Task description. Return the listing below line for line, with every word and number unchanged.

'''

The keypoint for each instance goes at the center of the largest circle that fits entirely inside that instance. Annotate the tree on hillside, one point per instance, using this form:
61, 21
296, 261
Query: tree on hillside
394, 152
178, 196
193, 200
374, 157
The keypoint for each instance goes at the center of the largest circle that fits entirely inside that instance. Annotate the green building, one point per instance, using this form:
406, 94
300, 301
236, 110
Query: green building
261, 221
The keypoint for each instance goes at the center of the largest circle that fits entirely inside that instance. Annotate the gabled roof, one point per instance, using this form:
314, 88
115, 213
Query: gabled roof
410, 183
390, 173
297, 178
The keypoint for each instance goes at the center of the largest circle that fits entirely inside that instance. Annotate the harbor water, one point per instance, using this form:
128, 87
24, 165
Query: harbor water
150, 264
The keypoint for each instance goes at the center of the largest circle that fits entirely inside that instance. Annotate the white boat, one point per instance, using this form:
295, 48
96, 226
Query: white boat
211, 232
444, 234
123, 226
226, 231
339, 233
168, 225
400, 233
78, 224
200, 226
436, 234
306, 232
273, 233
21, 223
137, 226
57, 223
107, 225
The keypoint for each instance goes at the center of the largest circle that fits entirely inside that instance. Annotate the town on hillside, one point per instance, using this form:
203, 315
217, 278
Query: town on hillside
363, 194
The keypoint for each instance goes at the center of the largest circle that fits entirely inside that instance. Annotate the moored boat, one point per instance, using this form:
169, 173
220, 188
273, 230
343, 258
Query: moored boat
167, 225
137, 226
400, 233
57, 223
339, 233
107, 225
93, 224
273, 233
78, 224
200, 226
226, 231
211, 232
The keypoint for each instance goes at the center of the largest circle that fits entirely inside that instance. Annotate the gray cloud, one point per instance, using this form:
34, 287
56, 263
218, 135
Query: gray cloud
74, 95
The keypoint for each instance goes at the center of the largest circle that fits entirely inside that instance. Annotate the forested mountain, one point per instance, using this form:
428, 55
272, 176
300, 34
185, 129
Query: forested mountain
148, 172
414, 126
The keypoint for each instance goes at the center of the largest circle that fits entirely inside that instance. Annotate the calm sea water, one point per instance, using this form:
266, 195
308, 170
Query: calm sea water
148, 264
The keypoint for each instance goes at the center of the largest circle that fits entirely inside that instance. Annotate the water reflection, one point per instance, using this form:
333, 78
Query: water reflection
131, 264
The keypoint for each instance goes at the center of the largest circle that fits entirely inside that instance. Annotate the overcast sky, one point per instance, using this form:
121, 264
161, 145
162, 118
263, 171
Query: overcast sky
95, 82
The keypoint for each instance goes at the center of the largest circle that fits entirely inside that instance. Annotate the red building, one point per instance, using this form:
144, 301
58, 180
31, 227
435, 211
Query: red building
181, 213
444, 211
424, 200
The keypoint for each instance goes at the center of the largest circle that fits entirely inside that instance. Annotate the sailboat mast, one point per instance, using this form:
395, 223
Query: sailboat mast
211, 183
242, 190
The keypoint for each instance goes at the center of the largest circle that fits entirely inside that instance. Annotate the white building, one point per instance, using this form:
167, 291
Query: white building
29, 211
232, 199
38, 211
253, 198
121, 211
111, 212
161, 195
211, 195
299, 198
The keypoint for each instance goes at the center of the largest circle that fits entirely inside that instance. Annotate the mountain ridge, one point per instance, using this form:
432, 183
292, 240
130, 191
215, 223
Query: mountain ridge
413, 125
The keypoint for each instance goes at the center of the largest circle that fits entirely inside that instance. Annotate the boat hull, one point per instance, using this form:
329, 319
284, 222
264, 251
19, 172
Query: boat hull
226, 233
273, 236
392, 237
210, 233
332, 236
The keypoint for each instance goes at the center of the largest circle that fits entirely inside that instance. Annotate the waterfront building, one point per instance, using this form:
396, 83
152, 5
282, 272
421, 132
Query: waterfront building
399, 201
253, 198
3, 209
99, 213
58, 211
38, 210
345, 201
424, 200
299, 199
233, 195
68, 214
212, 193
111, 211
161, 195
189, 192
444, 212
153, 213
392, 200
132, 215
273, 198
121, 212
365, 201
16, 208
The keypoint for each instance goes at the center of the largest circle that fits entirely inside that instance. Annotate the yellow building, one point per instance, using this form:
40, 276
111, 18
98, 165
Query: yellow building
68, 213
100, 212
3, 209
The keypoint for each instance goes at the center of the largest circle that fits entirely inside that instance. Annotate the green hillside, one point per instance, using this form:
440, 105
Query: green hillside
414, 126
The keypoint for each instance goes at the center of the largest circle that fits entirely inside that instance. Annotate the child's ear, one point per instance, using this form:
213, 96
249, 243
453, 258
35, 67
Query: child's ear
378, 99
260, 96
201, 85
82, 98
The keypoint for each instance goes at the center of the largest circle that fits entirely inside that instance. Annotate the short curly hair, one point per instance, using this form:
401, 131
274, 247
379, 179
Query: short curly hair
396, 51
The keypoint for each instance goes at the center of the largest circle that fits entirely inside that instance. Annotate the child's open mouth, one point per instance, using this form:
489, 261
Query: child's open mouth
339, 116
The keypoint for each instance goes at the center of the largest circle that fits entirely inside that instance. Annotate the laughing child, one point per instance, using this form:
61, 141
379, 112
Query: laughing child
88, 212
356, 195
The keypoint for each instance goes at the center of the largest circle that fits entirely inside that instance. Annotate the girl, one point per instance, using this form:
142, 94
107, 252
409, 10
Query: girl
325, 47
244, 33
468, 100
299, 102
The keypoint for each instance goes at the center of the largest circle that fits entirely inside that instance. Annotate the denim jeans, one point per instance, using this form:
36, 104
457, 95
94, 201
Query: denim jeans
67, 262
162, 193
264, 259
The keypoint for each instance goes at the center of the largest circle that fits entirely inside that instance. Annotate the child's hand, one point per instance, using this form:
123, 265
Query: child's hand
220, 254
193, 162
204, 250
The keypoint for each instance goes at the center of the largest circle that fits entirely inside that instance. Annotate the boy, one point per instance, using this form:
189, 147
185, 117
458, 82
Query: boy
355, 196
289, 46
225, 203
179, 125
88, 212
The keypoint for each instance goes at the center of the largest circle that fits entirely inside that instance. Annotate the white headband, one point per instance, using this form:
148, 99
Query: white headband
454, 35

'''

Expected answer.
The keypoint for each instance goes at the center of the largest circle that fits entirely inside that instance. Annotate the tree on hillside, one point per instance, using this form:
61, 21
296, 261
Query: tree on hillside
394, 152
178, 196
193, 200
374, 157
The keypoint for each instance goes at the center of the largest circle that fits entirely inside that instance. Annotate the green building, one point per instance, using this form:
406, 94
300, 301
236, 110
Query: green building
261, 221
The keypoint for each instance goes at the center of the largest circle that fits entirely inside that instance. Annotate the gabled roof, one point per instance, using this form:
314, 88
115, 213
Query: gabled roof
410, 183
390, 173
297, 178
The keypoint for each instance goes at the center of the largest circle that fits entirely inside that instance. Annotate the harbor water, one point per instance, using this form:
128, 87
24, 165
Query: harbor water
150, 264
The keypoint for each instance goes at the center of the largest circle that fits entirely inside that instance. Annotate the white boat, one point per instance, using this form:
295, 48
96, 226
Query: white boat
211, 232
444, 234
123, 226
226, 231
339, 233
168, 225
400, 233
78, 224
200, 226
436, 234
306, 232
273, 233
21, 223
137, 226
57, 223
107, 225
The keypoint for each instance goes at the center of the largest circle that fits entirely inside that instance. Annotate the town on hillside, one point per instance, using this form:
203, 315
217, 278
Query: town on hillside
363, 194
The keypoint for each instance goes at the center of the largest circle that fits entirely inside that instance. Annotate the moored boat, one point per instance, using this form:
169, 173
220, 188
273, 230
343, 258
Query: moored boat
167, 225
137, 226
400, 233
57, 223
339, 233
107, 225
93, 224
273, 233
78, 224
200, 226
226, 231
211, 232
The keypoint for each instance goes at the center of the largest circle that fits entirely inside that instance. Annotate the gray cloud, one point per instance, using this form:
34, 287
56, 263
218, 135
Query: gray cloud
74, 95
The keypoint for each instance goes at the center of the largest circle that fits entirely inside that instance. Annotate the forested mountain, one point per instance, using this form:
428, 55
272, 176
300, 34
185, 129
Query: forested mountain
148, 172
414, 126
The keypoint for each instance goes at the center of the largest circle that fits entirely inside that instance. Annotate the calm sea water, one point per instance, using this form:
266, 195
308, 170
Query: calm sea water
148, 264
The keypoint for each instance goes at the center of the largest circle that fits entirely inside that instance. Annotate the water reflection, one point per instance, using this form:
333, 78
Query: water reflection
131, 264
The keypoint for each instance goes at the center of the largest circle that fits entirely inside that instance. Annotate the overcast sky, one point per instance, using this form:
121, 264
161, 145
162, 118
263, 171
Query: overcast sky
95, 82
The keypoint for each instance goes at the center of the largest circle that fits entirely inside that instance. Annotate the red building, one point per instance, using this form:
144, 301
58, 180
31, 227
435, 211
Query: red building
181, 213
444, 211
424, 200
The keypoint for each instance goes at the center of the largest circle that fits entirely inside that instance. Annotate the sailboat mast, one point per instance, using this form:
395, 223
Query: sailboat mast
211, 183
242, 190
The keypoint for each instance goes at the center of the largest circle that fits entirely inside that instance. Annotate the white building, one point per instance, using this form:
167, 291
Query: white building
29, 211
232, 199
38, 211
253, 198
121, 211
111, 212
161, 195
211, 195
299, 198
The keypoint for each instance goes at the center of the largest circle that fits entirely inside that instance. Annotate the mountain ridge, one point per instance, using this form:
432, 183
292, 240
130, 191
215, 223
Query: mountain ridge
413, 125
The keypoint for each instance goes at the center of the largest circle that fits entirely inside that instance. Annotate the boat hull, one point per instance, using this form:
329, 319
284, 222
264, 251
19, 172
Query: boat hull
226, 233
273, 236
392, 237
210, 233
332, 236
The keypoint for each instance goes at the center of the largest circle that fits entirely inside that instance. Annotate the waterfront building, one point per instance, using this form:
396, 83
152, 5
282, 272
421, 132
Query: waterfront building
399, 201
253, 198
3, 209
99, 213
58, 211
38, 210
345, 201
424, 200
299, 199
233, 195
68, 214
212, 193
111, 211
161, 195
189, 192
444, 212
153, 213
392, 200
132, 215
273, 198
121, 212
365, 201
16, 208
The keypoint for each instance goes at the center of the largest circle that fits entirely inside that instance. Annotate the yellow building, one point per instance, using this form:
40, 276
111, 18
98, 165
Query: yellow building
68, 213
100, 212
3, 209
The keypoint for each instance goes at the center of the largest circle that fits entirely inside that instance. Annotate the green hillside, one point per instance, using this form:
440, 105
Query: green hillside
414, 126
The keypoint for each instance goes at the center of the largest circle that fits entirely inside that instance. Annotate the child's ear, one point per instance, using this form:
213, 96
249, 243
453, 258
35, 67
Query: child's ear
378, 99
260, 96
201, 85
82, 98
The keypoint for each instance goes at the center of the largest circle that fits entirely inside that instance. Annotate the short curly hair, one point per instance, using this form:
401, 131
274, 247
379, 179
Query: short curly hair
396, 51
The keypoint for each instance goes at the center of the largest circle that fits entirely inside that instance. Annotate the child's open mouth, one point per instance, using this form:
489, 261
Query: child's open mouth
339, 116
The keypoint for each instance goes at the center of the largest circle that fits entirely inside that instance. Annotate the laughing child, one point per instance, using this form:
61, 141
379, 112
Query: laughing child
88, 212
356, 195
The keypoint for each instance goes at the center of the largest circle that fits entirely inside that instance. Annotate the girl, one point per instance, using this form:
142, 94
107, 252
409, 10
Query: girl
325, 47
244, 33
468, 100
299, 102
The keypoint for each instance goes at the center of the largest circle that fits entirely inside that instance. Annotate the denim jeans, one point per instance, using this form:
36, 104
457, 95
94, 201
Query: denim jeans
67, 262
162, 193
264, 259
The keypoint for each instance goes at the center of the largest circle that fits entirely inside that instance. Annotate the child's hand, one point per instance, using this form:
123, 265
Query: child's hand
220, 254
193, 162
204, 250
The keypoint for each instance goes at the center of the largest circle that fits entirely inside that instance. Annotate the boy, one point per instance, using this form:
189, 147
185, 117
458, 82
Query: boy
355, 196
289, 46
225, 203
179, 125
88, 212
The keypoint for each instance goes at the center of the largest circle that fits entirely inside that instance. Annotate the white headband, one point per instance, using this form:
148, 99
Query: white headband
454, 35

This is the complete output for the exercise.